**Dataset items**:
* * * * * * *

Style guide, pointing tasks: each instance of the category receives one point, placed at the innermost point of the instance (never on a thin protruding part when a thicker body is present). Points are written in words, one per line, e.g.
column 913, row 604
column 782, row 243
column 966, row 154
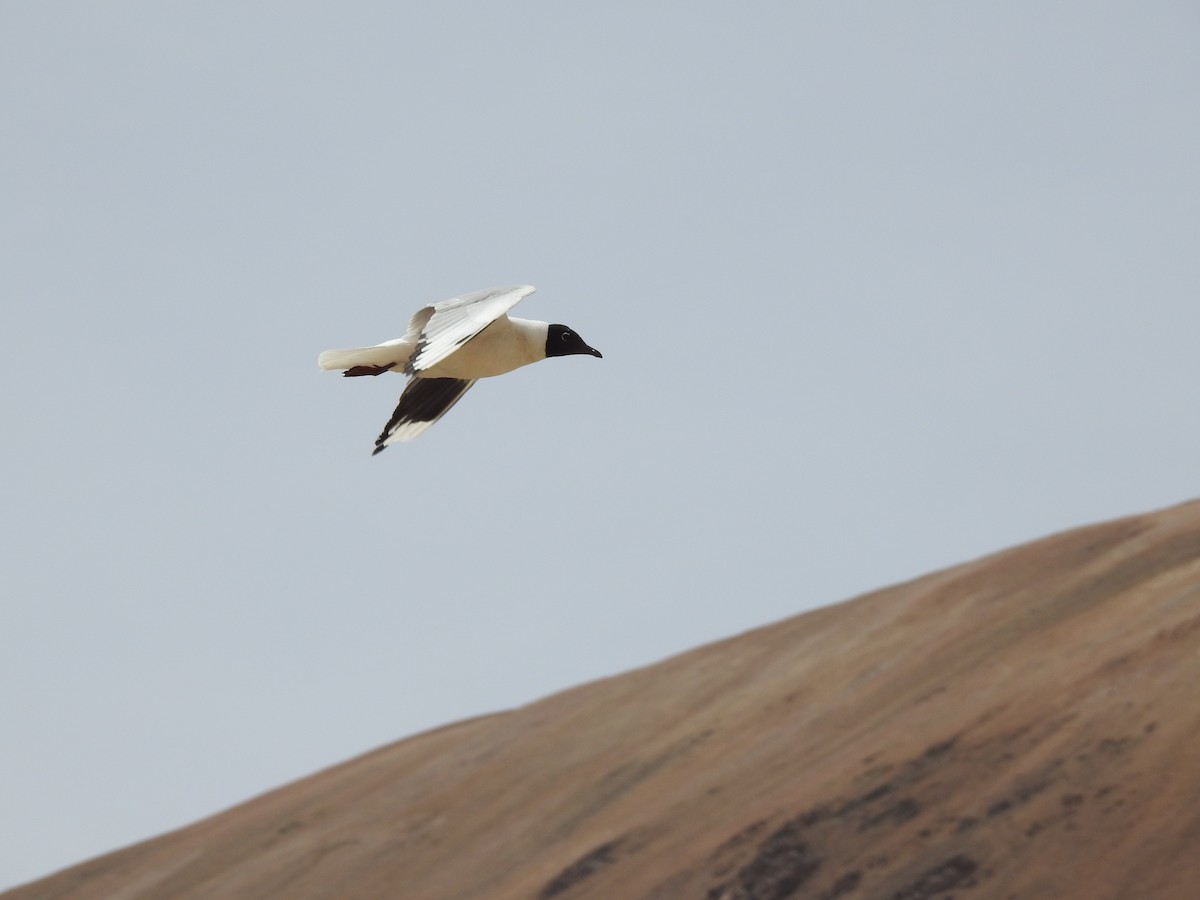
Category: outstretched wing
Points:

* * * * * * *

**Aim**:
State how many lines of the rows above contain the word "Points". Give the number only.

**Right answer**:
2